:: Task description ::
Which lines in the records below contain the word "coin"? Pull out each of those lines and copy it in full.

# Supplied material start

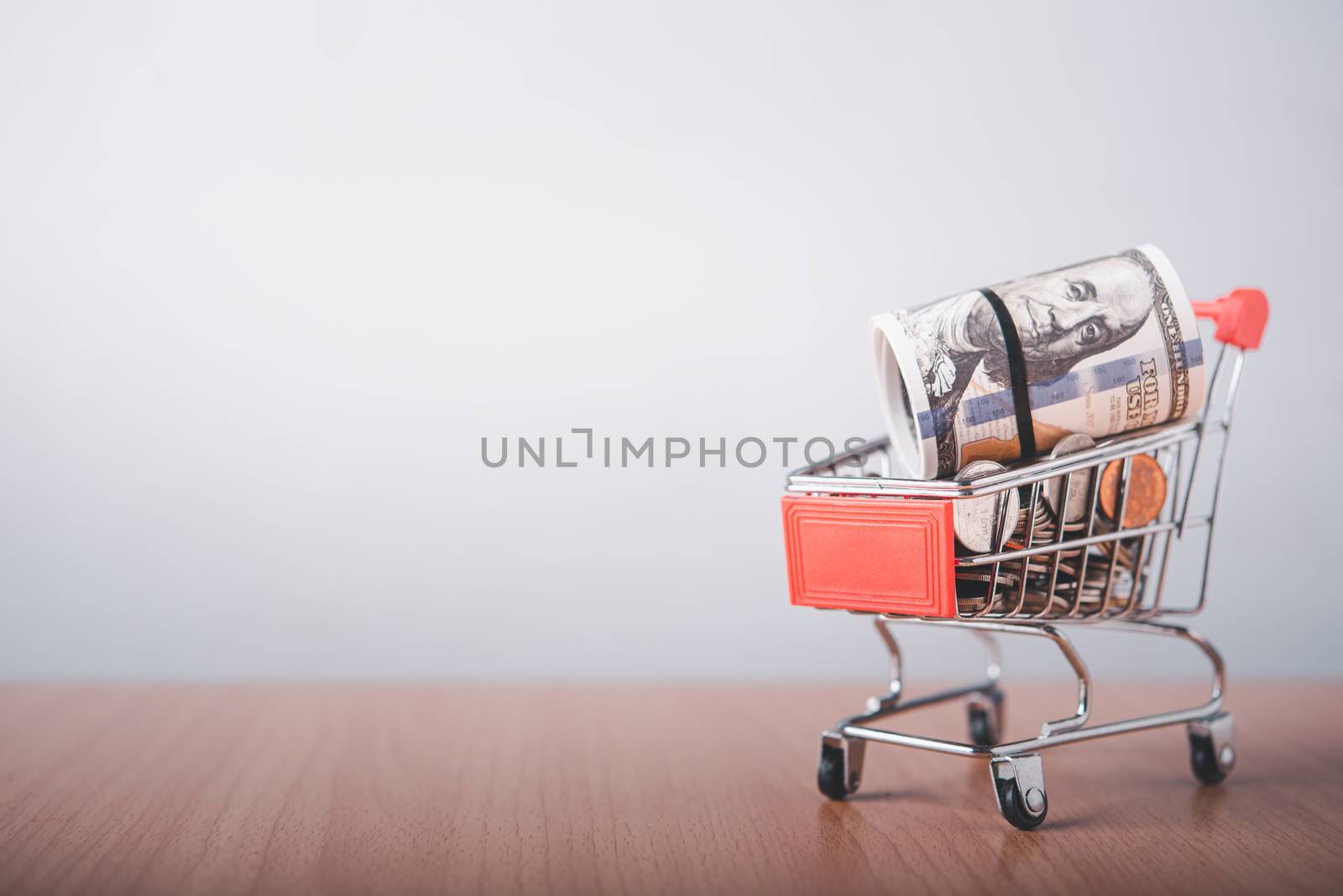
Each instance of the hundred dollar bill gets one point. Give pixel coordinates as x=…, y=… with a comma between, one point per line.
x=1098, y=347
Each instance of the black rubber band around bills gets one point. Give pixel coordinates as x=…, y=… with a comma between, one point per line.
x=1017, y=371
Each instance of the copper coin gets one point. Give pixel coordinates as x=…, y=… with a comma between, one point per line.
x=1146, y=491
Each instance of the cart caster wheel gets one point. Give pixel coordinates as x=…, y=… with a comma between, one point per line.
x=830, y=774
x=841, y=765
x=1210, y=752
x=1020, y=786
x=986, y=721
x=1021, y=810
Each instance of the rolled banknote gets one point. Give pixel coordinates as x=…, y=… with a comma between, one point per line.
x=1007, y=371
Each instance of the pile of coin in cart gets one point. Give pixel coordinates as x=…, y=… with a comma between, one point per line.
x=1045, y=438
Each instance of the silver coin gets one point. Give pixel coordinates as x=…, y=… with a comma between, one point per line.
x=974, y=518
x=1079, y=487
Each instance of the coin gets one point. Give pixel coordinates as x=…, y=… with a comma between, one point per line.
x=1146, y=491
x=1079, y=487
x=974, y=518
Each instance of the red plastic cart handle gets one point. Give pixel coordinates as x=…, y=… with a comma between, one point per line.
x=1240, y=314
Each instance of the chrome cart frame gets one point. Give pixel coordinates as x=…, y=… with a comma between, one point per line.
x=1027, y=593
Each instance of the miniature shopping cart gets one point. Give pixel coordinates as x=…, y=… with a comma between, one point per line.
x=861, y=541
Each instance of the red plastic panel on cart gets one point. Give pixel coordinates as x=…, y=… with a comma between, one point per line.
x=883, y=555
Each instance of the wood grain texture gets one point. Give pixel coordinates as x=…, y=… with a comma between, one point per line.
x=638, y=790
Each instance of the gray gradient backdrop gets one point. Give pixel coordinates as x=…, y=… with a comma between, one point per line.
x=270, y=271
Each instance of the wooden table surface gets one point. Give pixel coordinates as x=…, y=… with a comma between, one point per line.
x=635, y=789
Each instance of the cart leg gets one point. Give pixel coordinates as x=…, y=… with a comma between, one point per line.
x=841, y=765
x=1210, y=752
x=1020, y=789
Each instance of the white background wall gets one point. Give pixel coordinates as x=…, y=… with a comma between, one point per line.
x=270, y=271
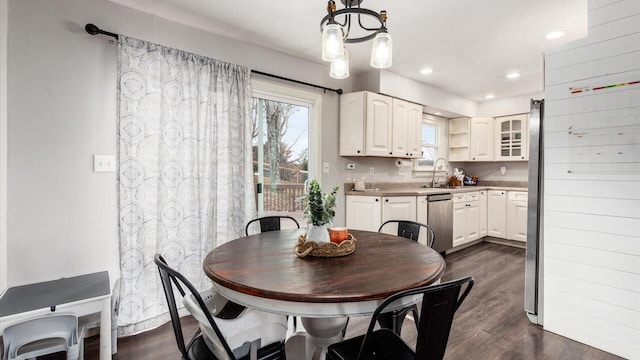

# Supplied material end

:: Output of the exercise ::
Each instance of the copper coin gets one point. Give pixel coordinates as x=…, y=… with a comma between, one point per line.
Each instance of the pile of coin in cart gets one point. Give pixel coordinates as x=…, y=… with a comma between, one point per line.
Each instance of the silver coin gets one point. Give pixel coordinates as x=…, y=… with a comma between, one point per line.
Each instance of the coin gets one point. Give pixel coordinates as x=…, y=… with a comma between, one point per line.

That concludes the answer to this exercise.